● REQUIRED TASK
Begin at the line with "the black electric" and stop after the last of the rows below. Output those lines as a JSON list of strings, one string per line, with blank lines left out.

##############################

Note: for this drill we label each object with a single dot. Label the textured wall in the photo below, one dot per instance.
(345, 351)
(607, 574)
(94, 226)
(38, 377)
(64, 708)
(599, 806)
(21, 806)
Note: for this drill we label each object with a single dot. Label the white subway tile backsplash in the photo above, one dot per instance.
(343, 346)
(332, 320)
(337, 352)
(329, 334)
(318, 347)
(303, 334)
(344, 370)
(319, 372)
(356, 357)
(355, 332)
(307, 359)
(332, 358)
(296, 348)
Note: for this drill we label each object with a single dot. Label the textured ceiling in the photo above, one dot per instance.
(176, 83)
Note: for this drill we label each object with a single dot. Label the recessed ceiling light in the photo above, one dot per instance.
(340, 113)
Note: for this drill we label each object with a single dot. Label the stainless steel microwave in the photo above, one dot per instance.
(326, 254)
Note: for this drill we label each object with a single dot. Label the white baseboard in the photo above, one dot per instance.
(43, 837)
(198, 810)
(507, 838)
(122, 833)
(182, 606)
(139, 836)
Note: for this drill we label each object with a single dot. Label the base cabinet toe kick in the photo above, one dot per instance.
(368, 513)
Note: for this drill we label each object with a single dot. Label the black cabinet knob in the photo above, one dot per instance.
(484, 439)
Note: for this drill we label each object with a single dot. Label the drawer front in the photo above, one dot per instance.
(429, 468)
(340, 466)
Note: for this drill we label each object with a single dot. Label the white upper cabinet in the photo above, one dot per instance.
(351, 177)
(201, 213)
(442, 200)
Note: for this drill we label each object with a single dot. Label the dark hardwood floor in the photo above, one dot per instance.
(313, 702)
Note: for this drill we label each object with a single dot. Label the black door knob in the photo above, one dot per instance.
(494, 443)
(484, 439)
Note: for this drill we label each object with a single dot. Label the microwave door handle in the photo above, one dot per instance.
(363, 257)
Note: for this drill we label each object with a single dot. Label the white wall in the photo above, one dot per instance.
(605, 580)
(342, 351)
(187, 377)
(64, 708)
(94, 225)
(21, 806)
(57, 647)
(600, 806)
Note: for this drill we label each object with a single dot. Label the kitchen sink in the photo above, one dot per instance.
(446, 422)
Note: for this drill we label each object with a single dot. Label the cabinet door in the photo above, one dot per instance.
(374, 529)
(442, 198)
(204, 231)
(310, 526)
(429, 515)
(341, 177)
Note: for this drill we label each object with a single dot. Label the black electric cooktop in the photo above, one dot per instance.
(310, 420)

##############################

● OUTPUT OF THE TASK
[
  "Note: for this drill we label each object with a single dot. Label the black electric cooktop in the photo above, one dot per instance.",
  "(310, 420)"
]